■ Set exercise:
What is needed is an exact copy of the entries below, from the line that contains "TARGET = knitted beanie hat" through the final line, both included, and nothing else.
-*-
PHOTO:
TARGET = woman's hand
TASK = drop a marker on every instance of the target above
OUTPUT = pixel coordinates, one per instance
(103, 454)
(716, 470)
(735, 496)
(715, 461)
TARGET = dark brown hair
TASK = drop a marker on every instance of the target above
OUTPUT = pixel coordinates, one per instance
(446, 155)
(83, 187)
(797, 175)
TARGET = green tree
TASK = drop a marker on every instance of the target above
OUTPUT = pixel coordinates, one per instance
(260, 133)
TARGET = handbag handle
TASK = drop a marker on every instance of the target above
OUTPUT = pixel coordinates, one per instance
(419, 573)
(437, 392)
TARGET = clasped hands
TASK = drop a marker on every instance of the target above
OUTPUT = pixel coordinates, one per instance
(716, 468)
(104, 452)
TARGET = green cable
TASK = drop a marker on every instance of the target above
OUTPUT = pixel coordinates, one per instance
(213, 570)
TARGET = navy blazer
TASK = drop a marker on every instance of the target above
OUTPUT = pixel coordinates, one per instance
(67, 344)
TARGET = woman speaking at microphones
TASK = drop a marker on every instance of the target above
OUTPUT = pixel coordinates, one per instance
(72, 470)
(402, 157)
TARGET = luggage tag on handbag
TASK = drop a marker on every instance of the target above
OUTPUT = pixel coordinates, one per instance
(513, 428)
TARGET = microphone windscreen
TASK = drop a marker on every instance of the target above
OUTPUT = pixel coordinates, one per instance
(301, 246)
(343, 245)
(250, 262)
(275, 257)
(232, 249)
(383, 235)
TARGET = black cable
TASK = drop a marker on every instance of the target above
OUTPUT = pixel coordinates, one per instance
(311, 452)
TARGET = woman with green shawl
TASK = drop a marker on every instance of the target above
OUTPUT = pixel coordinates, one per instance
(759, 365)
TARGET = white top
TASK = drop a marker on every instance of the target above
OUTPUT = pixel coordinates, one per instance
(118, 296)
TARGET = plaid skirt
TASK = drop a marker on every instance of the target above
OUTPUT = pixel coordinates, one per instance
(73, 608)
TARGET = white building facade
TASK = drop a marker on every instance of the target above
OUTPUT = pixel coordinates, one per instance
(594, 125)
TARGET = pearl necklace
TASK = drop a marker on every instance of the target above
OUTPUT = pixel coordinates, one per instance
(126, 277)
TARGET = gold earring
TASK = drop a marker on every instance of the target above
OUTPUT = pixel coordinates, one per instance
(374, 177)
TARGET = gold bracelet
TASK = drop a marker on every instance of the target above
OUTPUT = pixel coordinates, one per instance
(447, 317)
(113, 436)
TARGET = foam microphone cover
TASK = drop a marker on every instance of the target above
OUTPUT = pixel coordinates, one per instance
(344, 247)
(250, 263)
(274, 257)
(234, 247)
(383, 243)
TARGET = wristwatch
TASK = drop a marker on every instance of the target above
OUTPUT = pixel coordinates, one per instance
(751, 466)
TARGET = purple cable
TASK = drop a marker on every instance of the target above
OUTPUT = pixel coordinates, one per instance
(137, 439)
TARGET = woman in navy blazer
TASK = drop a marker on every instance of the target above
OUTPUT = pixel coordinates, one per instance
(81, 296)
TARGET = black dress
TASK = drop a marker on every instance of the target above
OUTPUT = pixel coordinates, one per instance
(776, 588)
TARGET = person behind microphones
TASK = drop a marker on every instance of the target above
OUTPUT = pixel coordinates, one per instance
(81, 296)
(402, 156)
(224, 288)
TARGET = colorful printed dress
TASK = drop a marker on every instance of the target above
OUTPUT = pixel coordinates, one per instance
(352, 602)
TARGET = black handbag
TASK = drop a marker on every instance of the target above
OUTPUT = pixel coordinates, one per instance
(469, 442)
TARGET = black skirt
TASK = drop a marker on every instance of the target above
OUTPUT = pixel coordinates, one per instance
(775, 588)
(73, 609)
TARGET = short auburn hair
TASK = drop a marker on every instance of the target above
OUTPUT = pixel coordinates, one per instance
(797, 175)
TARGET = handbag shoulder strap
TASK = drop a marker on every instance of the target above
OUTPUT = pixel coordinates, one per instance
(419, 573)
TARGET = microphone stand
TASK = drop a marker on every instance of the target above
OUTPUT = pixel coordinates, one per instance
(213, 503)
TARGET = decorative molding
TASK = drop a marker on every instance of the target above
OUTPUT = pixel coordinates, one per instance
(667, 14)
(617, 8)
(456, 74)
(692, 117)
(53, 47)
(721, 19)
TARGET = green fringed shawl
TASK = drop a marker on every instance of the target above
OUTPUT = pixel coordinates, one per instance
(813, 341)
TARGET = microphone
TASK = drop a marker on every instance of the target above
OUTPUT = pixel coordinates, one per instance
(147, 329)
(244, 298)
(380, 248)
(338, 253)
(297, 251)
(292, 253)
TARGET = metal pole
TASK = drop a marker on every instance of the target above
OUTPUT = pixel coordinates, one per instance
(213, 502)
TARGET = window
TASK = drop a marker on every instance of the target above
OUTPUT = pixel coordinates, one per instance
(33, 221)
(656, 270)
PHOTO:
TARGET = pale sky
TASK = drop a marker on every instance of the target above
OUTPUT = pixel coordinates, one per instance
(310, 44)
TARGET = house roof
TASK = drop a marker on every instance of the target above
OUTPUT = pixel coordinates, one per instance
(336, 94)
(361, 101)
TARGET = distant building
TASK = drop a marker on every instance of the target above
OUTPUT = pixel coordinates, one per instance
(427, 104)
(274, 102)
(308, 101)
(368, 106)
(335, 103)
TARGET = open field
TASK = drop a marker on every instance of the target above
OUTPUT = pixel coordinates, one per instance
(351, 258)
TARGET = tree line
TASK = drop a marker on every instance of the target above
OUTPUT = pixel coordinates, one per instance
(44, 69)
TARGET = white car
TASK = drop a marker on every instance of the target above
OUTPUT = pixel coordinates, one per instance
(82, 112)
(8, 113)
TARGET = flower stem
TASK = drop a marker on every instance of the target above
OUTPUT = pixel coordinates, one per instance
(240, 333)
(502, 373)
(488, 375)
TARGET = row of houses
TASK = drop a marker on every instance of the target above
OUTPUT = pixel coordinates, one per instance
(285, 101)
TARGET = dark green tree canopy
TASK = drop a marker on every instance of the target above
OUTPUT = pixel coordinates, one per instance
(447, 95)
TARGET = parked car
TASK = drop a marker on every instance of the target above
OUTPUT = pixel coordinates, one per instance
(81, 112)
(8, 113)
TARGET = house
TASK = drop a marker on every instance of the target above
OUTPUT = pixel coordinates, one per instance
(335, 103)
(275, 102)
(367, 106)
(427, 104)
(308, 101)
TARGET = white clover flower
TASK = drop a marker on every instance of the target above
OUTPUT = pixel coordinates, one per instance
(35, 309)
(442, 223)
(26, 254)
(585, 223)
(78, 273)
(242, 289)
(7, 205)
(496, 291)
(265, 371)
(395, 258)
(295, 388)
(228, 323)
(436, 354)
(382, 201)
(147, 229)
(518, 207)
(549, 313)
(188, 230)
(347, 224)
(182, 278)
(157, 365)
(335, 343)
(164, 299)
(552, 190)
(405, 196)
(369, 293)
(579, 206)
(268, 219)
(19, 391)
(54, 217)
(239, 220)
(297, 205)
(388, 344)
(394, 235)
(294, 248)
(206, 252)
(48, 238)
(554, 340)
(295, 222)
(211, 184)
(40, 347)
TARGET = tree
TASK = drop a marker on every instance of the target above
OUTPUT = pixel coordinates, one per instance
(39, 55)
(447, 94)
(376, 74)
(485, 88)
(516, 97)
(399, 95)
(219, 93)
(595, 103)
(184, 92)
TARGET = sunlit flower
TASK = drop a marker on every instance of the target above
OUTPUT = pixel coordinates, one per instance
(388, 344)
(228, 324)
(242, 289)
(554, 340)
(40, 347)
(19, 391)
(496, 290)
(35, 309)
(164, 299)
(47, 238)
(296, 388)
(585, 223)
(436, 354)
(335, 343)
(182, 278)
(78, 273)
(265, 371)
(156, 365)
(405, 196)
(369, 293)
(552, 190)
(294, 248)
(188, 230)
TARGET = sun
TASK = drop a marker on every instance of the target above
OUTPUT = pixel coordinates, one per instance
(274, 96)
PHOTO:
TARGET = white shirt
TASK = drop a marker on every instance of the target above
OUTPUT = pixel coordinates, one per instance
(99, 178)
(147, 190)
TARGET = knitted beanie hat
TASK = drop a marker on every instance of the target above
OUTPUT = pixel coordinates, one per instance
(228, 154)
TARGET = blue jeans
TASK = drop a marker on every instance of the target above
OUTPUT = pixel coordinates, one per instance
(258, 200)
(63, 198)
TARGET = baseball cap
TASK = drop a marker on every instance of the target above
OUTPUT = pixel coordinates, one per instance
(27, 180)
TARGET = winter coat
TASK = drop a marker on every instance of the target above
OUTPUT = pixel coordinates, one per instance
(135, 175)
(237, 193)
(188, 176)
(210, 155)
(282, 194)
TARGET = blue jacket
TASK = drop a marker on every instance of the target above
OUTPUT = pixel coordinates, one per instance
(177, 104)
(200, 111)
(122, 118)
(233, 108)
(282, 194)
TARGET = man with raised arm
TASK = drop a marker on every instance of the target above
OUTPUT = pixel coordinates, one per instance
-*-
■ Exercise solution:
TARGET = knitted beanie hat
TASK = drop a marker on every instance of the target above
OUTPUT = pixel coordinates, one per instance
(228, 154)
TARGET = blue jeans
TASK = drop a marker on every instance of the target above
OUTPUT = pixel coordinates, one per instance
(258, 200)
(63, 198)
TARGET = baseball cap
TASK = drop a marker on every instance of the target above
OUTPUT = pixel coordinates, one per instance
(27, 180)
TARGET = winter coat
TASK = drop a marker on every instance of the target above
OUTPUT = pixel coordinates, one per instance
(135, 175)
(237, 193)
(188, 176)
(210, 155)
(282, 194)
TARGET = blue jacket
TASK = drop a marker on every instance of the target above
OUTPUT = pixel coordinates, one per instance
(177, 104)
(200, 111)
(122, 118)
(233, 108)
(282, 194)
TARGET = man with raised arm
TASK = drop a marker on every instance of the target above
OUTPUT = pixel coordinates, one per instance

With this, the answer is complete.